**SUPPLIED RECORDS**
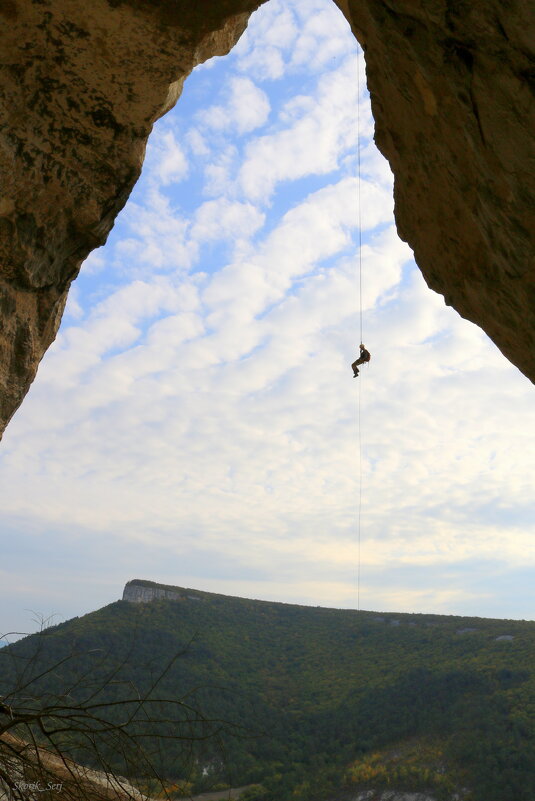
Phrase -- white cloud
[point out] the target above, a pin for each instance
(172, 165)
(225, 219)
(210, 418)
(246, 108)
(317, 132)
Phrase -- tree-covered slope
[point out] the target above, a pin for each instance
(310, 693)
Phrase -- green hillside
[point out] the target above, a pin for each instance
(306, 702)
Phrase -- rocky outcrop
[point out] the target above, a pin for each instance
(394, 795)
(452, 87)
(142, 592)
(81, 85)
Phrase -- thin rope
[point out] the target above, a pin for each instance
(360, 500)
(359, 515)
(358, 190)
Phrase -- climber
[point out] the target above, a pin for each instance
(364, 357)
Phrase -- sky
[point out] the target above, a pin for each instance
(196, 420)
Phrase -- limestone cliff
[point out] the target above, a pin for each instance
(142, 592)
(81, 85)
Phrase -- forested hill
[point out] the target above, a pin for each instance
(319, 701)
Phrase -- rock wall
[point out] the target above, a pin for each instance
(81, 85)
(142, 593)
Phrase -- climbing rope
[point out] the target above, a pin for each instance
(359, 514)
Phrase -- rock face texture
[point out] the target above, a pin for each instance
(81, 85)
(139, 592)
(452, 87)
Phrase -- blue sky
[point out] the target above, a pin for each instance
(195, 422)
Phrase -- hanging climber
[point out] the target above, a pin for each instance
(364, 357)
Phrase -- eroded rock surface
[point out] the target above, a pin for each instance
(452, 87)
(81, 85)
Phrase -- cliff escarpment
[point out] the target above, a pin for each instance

**WORK TO BE COMPLETED**
Can you write out all the items above again, phrases and pin requests included, with every coordinate in the answers raised by 55? Leave the pictures out.

**RESULT BELOW**
Phrase -- white cloud
[point out] the target above, a pin for each instance
(227, 220)
(280, 274)
(265, 473)
(301, 163)
(372, 187)
Phrase -- tree-covered slope
[point out] the target above, a pin for each instance
(365, 748)
Phrase -- green hillside
[point out] the target above, a pin for each instance
(361, 757)
Phrase -- rocky outcrop
[point out] the target above, a pin for each instance
(449, 850)
(507, 142)
(197, 647)
(136, 140)
Phrase -- thin rope
[point out] the target above, a pin for each instance
(415, 555)
(414, 570)
(413, 245)
Phrase -- climber
[point out] the target above, a pin for each instance
(419, 412)
Phrase -- sky
[point out] the target above, a pin for each instance
(251, 475)
Phrase -- limestone cliff
[point out] the target above, a pin for each instance
(197, 647)
(136, 140)
Phrase -- forested hill
[point out] the target above, a pin for each instance
(374, 756)
Phrase -- rock wall
[point out] the target above, a pin for each instance
(136, 140)
(197, 648)
Phrase -- climbing rope
[point out] the target above, a pin for each instance
(414, 569)
Phrase -- rock face texture
[point out] the target above, a pin for each instance
(136, 140)
(194, 647)
(507, 142)
Phrase -- blue sky
[point out] the target above, a pin for each instance
(250, 477)
Phrase -- hanging climber
[point out] the target above, a pin for each instance
(419, 412)
Phrase -- eroded rock surface
[point out] the target above, a pin for each instance
(507, 142)
(136, 140)
Phrase -- cliff escarpment
[point out] the target above, a pin for each instance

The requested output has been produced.